- WORK INSTRUCTIONS -
Give the material from the line containing "Please segment every instance of the scoreboard" through the line containing "184L148 190L163 191L166" as a JSON list of strings, one string per line, skipping blank lines.

- PROVIDED ENTRIES -
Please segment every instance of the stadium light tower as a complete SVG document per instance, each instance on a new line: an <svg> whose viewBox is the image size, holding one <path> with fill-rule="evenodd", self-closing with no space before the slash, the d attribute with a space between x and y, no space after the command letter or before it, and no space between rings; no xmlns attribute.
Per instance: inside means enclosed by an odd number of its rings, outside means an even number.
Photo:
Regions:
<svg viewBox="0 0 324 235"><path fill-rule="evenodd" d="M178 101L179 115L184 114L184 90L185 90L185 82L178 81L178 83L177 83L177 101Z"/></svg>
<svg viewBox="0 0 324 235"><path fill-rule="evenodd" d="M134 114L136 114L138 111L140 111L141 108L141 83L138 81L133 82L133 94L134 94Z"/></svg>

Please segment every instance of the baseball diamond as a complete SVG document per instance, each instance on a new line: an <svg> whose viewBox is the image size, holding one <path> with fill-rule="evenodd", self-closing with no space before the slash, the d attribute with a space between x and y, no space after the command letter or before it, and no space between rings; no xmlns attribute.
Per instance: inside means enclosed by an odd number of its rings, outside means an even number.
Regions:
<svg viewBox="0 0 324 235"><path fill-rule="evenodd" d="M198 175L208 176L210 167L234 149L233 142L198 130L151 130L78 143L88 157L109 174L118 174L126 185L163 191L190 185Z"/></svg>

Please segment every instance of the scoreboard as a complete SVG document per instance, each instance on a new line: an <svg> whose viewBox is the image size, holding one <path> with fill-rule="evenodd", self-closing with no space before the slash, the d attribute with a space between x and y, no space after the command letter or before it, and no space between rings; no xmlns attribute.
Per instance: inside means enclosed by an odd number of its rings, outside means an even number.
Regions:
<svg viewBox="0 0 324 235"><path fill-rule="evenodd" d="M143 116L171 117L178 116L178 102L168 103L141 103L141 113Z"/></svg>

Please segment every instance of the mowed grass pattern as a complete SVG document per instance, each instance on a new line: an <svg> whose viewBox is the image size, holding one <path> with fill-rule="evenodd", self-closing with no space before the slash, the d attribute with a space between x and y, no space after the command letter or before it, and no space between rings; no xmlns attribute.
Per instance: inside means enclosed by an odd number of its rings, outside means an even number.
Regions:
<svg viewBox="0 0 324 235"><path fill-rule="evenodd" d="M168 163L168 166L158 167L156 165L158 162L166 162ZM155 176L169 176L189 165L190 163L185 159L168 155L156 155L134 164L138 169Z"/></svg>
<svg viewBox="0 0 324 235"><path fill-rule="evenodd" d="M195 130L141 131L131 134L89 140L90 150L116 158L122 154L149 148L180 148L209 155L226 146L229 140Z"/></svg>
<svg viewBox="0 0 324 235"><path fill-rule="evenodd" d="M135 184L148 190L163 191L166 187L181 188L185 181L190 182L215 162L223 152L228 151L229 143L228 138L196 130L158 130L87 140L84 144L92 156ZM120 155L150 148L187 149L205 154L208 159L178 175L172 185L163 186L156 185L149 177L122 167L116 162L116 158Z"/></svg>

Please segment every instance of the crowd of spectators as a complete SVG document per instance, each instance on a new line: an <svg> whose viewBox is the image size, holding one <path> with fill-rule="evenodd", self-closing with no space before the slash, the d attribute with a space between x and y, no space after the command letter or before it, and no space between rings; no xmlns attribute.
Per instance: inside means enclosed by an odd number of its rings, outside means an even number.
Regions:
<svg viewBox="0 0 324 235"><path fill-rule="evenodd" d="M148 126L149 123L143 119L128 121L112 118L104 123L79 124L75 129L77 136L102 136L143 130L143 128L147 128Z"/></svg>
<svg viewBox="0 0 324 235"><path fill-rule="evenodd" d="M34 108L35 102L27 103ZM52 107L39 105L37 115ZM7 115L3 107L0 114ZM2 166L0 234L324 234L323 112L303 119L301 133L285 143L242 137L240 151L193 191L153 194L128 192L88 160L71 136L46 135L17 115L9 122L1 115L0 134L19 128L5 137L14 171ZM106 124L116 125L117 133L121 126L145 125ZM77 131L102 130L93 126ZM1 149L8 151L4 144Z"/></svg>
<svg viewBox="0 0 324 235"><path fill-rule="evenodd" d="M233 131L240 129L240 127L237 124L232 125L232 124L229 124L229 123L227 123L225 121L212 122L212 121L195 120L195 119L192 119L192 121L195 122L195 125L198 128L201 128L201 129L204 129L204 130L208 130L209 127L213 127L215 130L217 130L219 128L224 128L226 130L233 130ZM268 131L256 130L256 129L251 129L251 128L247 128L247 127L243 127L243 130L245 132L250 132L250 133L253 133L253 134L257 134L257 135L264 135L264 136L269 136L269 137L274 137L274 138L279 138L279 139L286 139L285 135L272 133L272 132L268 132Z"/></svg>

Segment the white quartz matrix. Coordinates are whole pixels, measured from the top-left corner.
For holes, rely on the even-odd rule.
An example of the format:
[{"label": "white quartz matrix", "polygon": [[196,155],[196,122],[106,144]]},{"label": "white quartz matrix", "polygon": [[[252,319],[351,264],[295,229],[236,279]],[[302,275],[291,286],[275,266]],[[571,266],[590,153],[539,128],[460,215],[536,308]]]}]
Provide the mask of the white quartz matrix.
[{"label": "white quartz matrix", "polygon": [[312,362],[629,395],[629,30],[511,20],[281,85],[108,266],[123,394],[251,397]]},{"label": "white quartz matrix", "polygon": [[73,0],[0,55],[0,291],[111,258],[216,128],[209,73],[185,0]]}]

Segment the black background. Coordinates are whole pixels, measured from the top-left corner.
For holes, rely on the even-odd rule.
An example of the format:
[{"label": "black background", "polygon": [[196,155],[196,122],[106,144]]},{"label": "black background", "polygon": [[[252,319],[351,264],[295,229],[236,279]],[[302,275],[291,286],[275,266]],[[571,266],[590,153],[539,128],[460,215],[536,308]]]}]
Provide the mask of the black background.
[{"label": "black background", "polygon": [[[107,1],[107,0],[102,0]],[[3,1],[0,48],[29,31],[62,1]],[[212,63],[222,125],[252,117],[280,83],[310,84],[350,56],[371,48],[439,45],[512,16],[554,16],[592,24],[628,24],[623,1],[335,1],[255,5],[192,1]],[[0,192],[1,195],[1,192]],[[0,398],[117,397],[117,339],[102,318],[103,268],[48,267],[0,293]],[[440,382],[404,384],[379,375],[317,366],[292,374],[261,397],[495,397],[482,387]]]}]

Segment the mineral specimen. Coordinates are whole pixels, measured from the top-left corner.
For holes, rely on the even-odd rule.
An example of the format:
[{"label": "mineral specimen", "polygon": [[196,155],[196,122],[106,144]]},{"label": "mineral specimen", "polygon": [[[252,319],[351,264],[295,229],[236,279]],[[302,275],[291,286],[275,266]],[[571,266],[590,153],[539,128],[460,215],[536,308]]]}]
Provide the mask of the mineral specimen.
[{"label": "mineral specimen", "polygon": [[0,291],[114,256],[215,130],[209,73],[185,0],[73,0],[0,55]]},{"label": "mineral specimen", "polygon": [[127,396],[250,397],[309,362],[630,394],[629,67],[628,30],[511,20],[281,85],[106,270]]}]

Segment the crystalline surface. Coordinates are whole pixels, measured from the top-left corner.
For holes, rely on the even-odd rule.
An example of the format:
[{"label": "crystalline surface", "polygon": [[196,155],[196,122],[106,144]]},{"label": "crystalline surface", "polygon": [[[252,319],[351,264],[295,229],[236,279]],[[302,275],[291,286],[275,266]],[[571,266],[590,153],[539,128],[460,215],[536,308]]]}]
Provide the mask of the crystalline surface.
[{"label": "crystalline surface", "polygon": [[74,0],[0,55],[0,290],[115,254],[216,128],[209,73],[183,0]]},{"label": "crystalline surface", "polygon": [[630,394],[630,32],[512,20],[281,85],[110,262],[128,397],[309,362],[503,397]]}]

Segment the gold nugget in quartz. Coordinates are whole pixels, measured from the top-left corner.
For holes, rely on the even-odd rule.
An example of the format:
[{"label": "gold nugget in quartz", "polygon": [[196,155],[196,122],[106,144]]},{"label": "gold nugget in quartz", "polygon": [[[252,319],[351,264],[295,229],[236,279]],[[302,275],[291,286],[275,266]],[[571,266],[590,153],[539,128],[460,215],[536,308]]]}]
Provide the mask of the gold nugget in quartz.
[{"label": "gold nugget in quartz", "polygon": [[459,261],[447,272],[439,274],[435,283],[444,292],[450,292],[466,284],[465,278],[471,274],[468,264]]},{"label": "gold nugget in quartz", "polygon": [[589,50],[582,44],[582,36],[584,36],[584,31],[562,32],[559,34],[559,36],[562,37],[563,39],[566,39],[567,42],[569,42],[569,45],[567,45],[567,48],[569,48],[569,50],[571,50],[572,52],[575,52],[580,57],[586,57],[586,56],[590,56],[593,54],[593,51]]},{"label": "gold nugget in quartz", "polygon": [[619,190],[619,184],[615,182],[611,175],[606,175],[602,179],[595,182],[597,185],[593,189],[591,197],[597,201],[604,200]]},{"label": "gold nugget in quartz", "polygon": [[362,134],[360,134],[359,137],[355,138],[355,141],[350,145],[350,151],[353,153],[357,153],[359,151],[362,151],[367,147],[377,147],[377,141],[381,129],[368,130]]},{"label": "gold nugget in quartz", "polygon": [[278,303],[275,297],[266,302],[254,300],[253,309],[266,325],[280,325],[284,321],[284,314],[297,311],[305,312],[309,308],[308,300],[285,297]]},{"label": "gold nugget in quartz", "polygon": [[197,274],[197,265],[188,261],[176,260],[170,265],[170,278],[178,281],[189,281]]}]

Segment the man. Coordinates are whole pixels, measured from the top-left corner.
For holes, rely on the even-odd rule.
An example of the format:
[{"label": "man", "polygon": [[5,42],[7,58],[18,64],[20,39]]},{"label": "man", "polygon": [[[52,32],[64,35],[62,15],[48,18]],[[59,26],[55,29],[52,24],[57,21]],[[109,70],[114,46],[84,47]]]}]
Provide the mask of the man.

- SOLUTION BELOW -
[
  "Please segment every instance of the scoreboard as a complete SVG document per instance, each instance on a new line: an <svg> whose viewBox is the image size, holding one <path> with fill-rule=\"evenodd\", self-closing with no space before the slash, the d attribute with a space between x and y, no space after the command letter or before it, and no space between rings; no xmlns attribute.",
  "Per instance: inside means enclosed by an odd number of its rings, outside means an even number.",
  "Regions:",
  "<svg viewBox=\"0 0 324 235\"><path fill-rule=\"evenodd\" d=\"M143 116L171 117L178 116L178 102L168 103L141 103L141 113Z\"/></svg>",
  "Please segment every instance of the mowed grass pattern as a complete SVG document per instance, each instance on a new line: an <svg> whose viewBox is the image size, holding one <path> with fill-rule=\"evenodd\", self-closing with no space before the slash, the d attribute with a space between x and y, no space after the command letter or before it, and no space between rings; no xmlns attribute.",
  "Per instance: inside means enclosed by an odd number of its rings, outside means an even number.",
  "Regions:",
  "<svg viewBox=\"0 0 324 235\"><path fill-rule=\"evenodd\" d=\"M168 163L168 166L158 167L156 165L158 162L166 162ZM155 176L169 176L189 165L190 163L185 159L168 155L156 155L134 164L138 169Z\"/></svg>",
  "<svg viewBox=\"0 0 324 235\"><path fill-rule=\"evenodd\" d=\"M195 130L141 131L131 134L89 140L90 150L116 158L122 154L149 148L180 148L209 155L226 146L229 140Z\"/></svg>",
  "<svg viewBox=\"0 0 324 235\"><path fill-rule=\"evenodd\" d=\"M135 184L148 190L163 191L166 187L181 188L185 181L190 182L215 162L223 152L228 151L229 143L228 138L196 130L158 130L87 140L84 144L92 156ZM120 155L150 148L187 149L205 154L208 159L178 175L172 185L163 186L156 185L149 177L122 167L116 162L116 158Z\"/></svg>"
]